> _TASK TO CARRY OUT_
Update the records starting at the line that has "of the blurred" and stopping after the line with "pixel 60 147": change every "outline" to "boundary" and keep everything else the same. Give back only those lines.

> _RECORDS SUPPLIED_

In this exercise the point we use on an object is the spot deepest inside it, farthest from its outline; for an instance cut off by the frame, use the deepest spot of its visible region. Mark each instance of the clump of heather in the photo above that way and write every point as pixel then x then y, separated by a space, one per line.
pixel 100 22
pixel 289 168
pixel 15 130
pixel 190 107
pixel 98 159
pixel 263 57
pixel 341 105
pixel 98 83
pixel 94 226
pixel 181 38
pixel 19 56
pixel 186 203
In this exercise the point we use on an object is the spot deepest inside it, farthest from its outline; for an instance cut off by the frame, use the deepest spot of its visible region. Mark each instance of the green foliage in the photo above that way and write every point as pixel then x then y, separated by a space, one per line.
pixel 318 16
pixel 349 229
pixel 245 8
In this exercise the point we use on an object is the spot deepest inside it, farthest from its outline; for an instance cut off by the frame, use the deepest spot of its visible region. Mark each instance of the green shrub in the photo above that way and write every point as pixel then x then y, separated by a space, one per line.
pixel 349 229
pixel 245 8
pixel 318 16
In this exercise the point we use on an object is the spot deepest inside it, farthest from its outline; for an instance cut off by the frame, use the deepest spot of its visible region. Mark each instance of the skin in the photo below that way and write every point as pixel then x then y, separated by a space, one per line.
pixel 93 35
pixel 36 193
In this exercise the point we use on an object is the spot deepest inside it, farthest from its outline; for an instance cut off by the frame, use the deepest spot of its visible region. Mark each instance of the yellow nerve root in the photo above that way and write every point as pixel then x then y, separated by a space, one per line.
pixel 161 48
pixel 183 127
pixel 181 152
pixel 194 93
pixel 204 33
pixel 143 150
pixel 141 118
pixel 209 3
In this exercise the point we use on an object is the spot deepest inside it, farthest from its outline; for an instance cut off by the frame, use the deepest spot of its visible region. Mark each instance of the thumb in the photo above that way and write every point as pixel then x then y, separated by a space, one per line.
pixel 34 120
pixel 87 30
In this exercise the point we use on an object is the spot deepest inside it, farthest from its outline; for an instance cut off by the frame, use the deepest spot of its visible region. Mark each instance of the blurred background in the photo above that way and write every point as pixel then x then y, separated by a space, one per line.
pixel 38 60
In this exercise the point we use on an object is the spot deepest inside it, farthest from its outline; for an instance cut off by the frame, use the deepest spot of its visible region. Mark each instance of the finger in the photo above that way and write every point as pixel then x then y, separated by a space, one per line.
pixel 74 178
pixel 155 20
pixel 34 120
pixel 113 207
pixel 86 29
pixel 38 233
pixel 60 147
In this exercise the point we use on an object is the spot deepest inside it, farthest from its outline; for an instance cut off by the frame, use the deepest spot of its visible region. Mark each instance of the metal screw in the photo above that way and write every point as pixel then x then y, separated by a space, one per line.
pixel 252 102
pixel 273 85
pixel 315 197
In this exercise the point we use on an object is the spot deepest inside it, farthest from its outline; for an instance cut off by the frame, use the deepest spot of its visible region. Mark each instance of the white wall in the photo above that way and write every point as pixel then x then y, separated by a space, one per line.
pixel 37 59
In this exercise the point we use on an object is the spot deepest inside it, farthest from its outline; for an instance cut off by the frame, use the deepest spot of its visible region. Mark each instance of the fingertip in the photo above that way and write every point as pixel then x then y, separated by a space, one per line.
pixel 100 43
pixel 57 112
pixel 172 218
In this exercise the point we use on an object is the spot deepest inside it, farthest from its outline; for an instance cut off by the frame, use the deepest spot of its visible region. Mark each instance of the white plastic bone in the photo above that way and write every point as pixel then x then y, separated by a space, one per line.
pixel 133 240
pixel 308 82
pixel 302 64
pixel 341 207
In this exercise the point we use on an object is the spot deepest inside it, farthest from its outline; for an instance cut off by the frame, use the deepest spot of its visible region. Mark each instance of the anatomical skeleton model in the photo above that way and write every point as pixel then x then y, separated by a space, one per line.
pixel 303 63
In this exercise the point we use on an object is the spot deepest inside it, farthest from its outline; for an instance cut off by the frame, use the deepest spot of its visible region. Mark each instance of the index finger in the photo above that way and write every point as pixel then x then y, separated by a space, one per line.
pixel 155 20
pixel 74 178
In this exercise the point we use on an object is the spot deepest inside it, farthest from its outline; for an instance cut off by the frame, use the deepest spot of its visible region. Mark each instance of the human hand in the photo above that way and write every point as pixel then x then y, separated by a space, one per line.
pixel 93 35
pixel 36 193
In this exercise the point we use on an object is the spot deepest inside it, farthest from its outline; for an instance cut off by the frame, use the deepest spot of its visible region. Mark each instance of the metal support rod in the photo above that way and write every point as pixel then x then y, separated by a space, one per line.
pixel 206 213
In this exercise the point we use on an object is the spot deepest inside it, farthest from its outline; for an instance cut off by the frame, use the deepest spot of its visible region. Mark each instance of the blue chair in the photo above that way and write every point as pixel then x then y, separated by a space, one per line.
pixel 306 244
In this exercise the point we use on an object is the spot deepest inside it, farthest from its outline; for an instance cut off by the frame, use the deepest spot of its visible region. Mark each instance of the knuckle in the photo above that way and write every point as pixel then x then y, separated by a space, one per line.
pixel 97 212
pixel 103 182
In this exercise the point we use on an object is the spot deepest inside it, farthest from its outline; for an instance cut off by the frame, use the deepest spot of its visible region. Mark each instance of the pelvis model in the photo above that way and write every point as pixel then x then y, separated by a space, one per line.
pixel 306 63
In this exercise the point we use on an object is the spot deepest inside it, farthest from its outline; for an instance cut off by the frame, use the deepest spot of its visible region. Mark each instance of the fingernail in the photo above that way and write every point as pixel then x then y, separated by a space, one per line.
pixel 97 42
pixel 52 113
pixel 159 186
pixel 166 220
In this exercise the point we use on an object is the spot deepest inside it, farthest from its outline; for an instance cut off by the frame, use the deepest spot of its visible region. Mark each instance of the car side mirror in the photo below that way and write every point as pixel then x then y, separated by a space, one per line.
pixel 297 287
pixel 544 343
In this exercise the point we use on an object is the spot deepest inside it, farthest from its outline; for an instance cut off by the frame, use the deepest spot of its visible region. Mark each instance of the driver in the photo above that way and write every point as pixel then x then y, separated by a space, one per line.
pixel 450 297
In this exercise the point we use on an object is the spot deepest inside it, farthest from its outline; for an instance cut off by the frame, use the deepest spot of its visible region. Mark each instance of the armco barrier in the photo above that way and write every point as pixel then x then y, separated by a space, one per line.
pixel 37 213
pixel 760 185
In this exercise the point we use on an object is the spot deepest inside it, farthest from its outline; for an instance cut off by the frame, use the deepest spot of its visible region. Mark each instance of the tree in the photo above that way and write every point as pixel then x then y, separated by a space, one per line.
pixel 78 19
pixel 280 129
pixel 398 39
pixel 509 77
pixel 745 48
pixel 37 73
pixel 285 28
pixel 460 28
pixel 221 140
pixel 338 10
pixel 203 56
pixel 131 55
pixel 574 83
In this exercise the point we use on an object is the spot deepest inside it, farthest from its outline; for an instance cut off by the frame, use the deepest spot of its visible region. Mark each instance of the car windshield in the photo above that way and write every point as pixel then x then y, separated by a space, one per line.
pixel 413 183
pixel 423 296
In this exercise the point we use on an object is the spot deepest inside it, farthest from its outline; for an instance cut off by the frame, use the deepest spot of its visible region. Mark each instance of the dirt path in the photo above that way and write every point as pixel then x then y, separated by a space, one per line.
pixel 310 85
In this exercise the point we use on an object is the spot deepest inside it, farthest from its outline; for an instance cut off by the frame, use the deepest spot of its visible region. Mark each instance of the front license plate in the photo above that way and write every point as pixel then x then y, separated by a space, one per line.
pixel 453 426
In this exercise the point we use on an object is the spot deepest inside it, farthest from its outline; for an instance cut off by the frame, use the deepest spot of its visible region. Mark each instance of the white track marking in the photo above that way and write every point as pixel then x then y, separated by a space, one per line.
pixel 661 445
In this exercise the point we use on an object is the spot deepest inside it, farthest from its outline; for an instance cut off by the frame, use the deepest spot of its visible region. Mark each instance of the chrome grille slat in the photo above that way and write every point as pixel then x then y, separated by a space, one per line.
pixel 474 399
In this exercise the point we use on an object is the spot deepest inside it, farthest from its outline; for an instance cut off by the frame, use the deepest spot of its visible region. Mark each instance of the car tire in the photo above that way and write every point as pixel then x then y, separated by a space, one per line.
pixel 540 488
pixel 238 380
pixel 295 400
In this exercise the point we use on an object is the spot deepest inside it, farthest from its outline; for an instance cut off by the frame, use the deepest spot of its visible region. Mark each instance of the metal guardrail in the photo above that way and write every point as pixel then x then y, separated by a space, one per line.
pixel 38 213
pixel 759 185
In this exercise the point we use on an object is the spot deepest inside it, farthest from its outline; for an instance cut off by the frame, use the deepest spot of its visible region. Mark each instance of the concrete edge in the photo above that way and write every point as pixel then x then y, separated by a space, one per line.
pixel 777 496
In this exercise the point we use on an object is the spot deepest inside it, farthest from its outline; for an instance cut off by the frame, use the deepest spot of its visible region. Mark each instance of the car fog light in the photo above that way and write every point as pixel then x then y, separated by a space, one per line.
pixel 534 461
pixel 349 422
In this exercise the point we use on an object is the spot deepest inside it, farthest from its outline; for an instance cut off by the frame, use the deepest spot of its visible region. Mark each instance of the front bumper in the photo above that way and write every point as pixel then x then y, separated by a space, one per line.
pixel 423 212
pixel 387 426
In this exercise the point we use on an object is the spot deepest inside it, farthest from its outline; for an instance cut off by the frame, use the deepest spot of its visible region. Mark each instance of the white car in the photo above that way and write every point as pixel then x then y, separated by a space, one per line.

> _WRITTEN ANSWER_
In this exercise the point we use on an object is the spot deepest inside it, farthest from its boundary; for an instance cut off by the frame, use the deepest spot of its visible region. Mark each instance of the blurred background in the photo above that way and write every point as pixel then x then y, separated by a space, one per line.
pixel 38 60
In this exercise the point we use on an object is the spot deepest inside it, farthest from its boundary; for an instance cut off by the frame, use the deepest spot of its visible region. Mark each instance of the finger in the photo above that way and write every point as pixel then x then y, separated by a space, one per line.
pixel 74 178
pixel 155 20
pixel 34 120
pixel 113 207
pixel 86 29
pixel 38 233
pixel 60 147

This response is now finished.